* [What needs to be done]: Show, in full, every row below that contains the word "positive". Case counts.

* [Dataset content]:
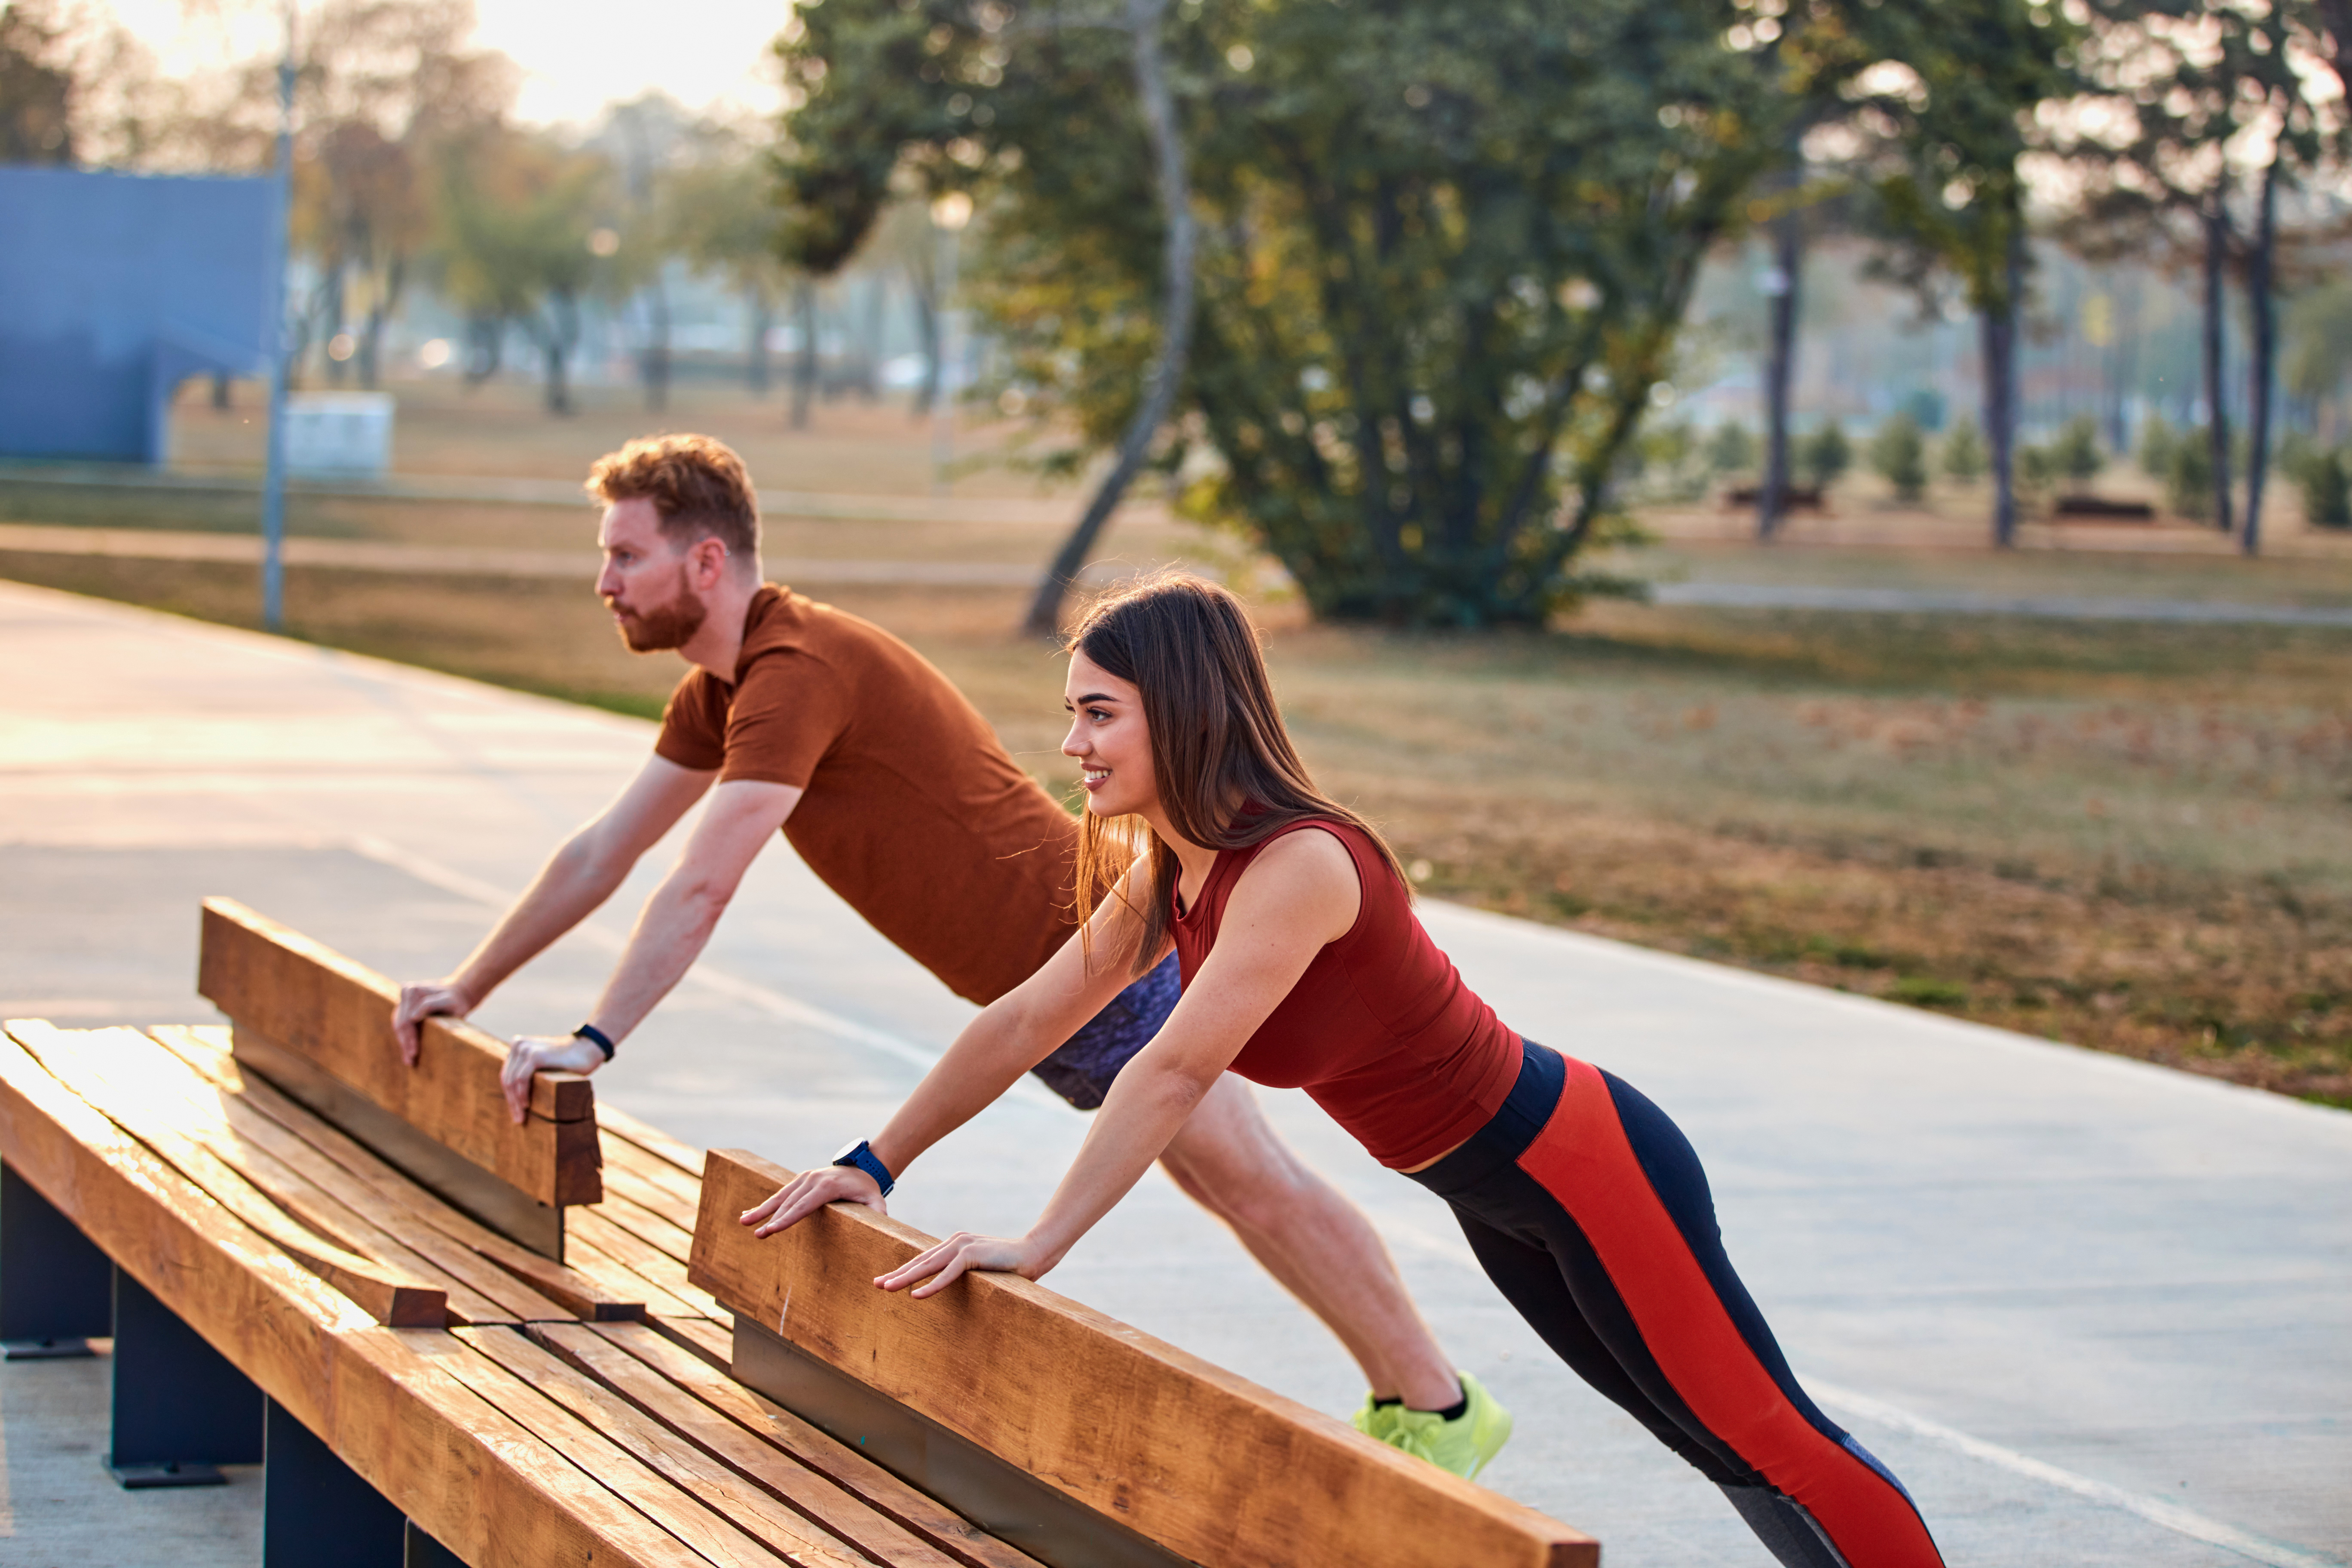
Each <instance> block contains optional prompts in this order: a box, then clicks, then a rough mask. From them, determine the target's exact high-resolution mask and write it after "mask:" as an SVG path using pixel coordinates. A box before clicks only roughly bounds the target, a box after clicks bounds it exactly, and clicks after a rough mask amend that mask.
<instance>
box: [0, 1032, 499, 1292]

---

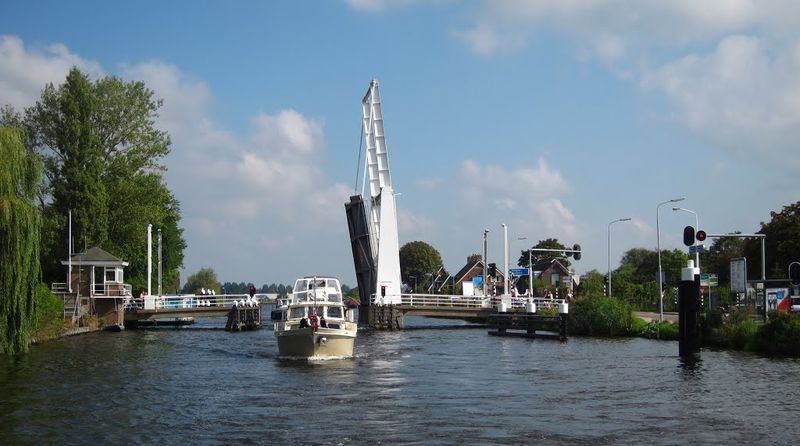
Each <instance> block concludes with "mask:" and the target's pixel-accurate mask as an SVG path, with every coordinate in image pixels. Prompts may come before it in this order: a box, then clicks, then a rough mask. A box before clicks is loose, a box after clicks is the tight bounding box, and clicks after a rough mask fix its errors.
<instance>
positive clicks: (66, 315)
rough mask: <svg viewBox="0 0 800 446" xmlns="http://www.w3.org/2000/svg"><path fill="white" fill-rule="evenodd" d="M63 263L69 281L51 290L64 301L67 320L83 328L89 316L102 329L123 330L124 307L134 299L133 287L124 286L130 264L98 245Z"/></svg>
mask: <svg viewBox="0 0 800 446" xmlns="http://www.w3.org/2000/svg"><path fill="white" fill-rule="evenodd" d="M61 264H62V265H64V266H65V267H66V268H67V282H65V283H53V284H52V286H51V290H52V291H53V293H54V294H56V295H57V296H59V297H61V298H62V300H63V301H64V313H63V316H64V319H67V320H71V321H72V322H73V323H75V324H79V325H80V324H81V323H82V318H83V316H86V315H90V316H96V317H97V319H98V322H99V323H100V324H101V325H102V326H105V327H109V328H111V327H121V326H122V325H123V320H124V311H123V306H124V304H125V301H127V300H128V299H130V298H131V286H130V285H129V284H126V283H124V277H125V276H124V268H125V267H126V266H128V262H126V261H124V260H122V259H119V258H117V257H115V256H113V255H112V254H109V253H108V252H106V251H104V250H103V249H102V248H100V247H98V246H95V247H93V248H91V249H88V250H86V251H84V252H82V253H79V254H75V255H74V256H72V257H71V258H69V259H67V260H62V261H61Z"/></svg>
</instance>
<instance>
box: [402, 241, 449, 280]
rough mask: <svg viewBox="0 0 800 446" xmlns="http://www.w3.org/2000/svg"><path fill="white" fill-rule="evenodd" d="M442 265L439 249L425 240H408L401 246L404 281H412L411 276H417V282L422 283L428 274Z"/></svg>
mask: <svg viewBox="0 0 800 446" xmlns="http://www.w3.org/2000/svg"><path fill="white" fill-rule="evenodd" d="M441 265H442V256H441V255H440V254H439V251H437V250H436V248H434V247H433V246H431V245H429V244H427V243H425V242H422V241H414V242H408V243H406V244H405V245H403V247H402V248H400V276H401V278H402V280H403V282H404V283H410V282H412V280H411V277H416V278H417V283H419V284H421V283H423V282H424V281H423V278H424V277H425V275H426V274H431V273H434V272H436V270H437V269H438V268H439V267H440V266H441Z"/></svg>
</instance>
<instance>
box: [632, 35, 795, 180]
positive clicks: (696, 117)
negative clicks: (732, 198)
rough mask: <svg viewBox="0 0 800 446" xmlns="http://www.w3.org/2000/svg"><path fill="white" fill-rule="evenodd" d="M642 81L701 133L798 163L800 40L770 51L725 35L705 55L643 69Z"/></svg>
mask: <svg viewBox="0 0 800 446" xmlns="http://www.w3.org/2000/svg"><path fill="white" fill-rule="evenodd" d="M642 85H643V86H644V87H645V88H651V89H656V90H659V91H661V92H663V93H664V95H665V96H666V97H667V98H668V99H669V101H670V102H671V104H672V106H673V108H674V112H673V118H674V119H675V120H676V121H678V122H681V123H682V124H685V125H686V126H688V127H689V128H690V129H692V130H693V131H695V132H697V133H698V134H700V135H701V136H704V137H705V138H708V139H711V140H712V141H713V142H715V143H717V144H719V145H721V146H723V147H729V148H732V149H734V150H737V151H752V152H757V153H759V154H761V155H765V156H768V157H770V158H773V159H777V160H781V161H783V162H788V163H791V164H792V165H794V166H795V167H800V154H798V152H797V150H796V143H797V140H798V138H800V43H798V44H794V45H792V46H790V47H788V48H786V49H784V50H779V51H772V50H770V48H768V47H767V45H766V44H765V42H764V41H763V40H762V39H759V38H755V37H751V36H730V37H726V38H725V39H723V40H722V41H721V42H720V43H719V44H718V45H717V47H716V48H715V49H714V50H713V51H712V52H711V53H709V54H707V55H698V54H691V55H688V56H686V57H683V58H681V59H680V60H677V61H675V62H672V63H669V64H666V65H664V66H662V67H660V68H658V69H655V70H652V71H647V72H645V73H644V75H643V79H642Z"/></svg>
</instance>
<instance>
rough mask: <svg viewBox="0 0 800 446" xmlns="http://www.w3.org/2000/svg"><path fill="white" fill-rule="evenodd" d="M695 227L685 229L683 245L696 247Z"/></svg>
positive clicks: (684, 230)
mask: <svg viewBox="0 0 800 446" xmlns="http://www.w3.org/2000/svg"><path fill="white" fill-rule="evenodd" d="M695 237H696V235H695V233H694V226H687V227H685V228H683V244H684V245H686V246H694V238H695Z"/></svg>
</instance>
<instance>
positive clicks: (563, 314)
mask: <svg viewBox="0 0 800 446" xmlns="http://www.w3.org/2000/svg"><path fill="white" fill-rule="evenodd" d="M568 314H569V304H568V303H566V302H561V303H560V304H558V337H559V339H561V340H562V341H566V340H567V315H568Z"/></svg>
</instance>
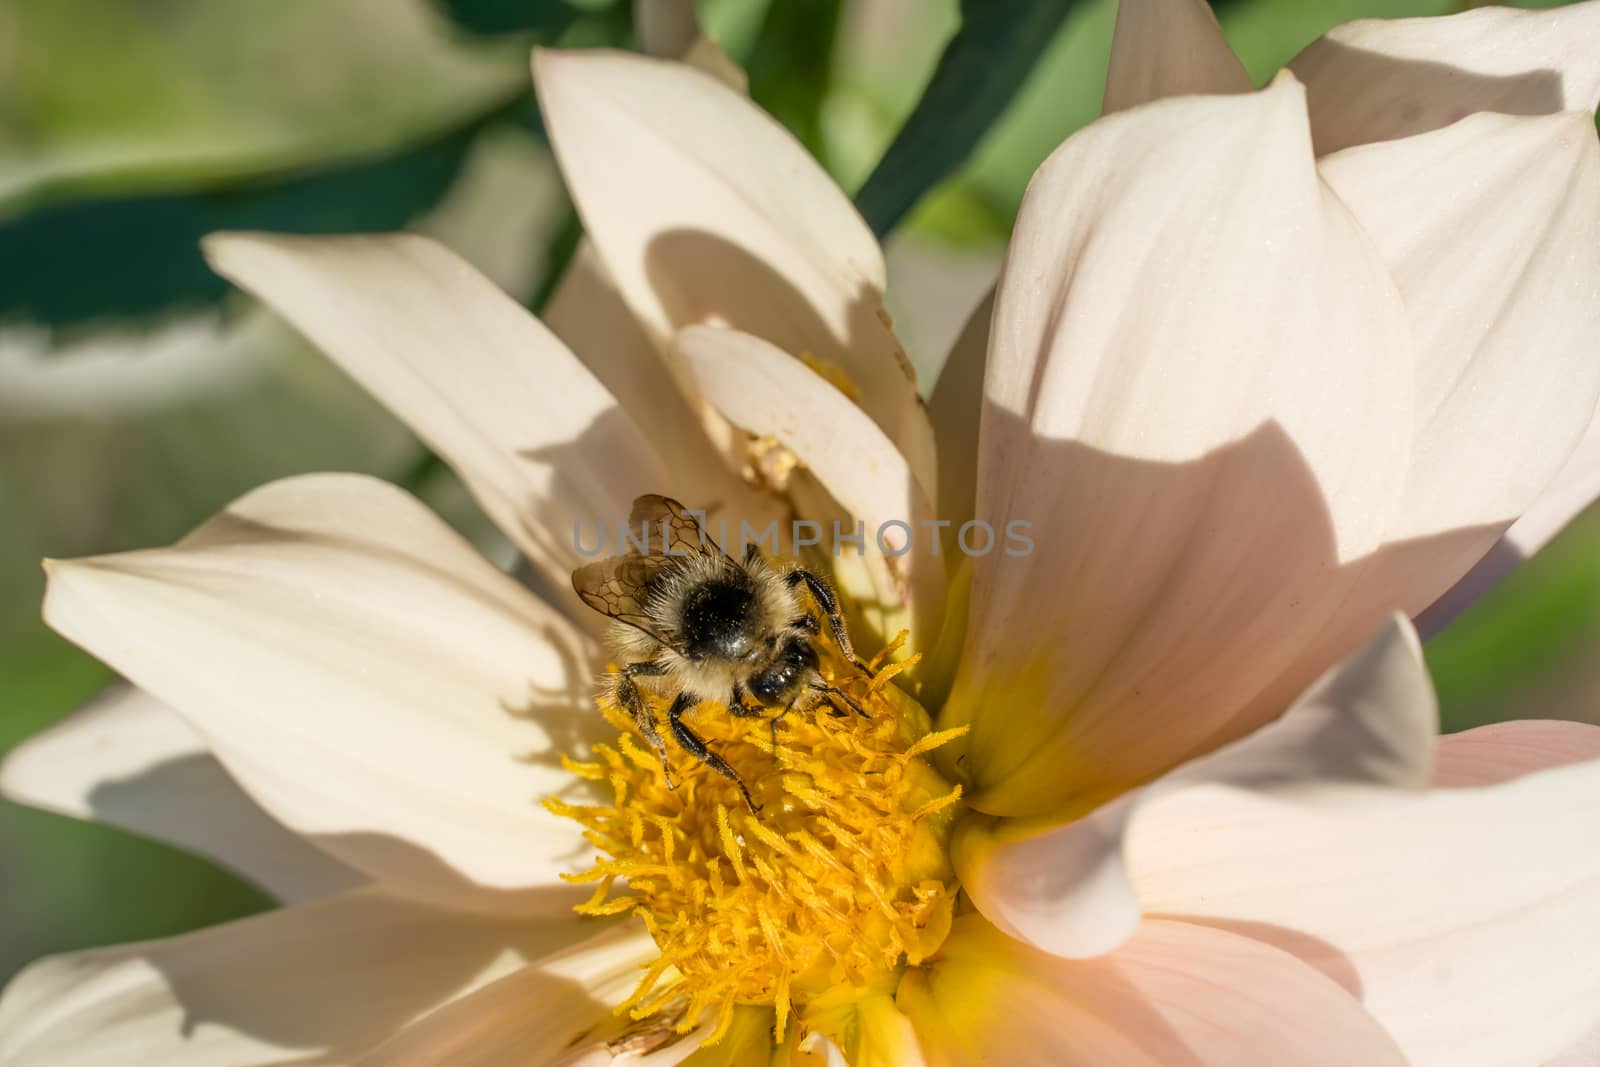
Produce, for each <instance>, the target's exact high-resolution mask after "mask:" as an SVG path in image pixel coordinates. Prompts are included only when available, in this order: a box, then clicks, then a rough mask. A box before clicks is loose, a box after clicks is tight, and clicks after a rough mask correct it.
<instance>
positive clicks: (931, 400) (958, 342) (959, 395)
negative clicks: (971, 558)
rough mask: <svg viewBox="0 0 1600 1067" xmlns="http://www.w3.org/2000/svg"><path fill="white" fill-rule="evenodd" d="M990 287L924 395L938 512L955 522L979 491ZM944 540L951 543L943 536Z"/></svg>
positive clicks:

* [Task response]:
positive clicks: (66, 315)
positive clicks: (696, 117)
positive clicks: (684, 230)
positive clicks: (563, 314)
positive clicks: (931, 400) (958, 342) (959, 395)
positive clicks:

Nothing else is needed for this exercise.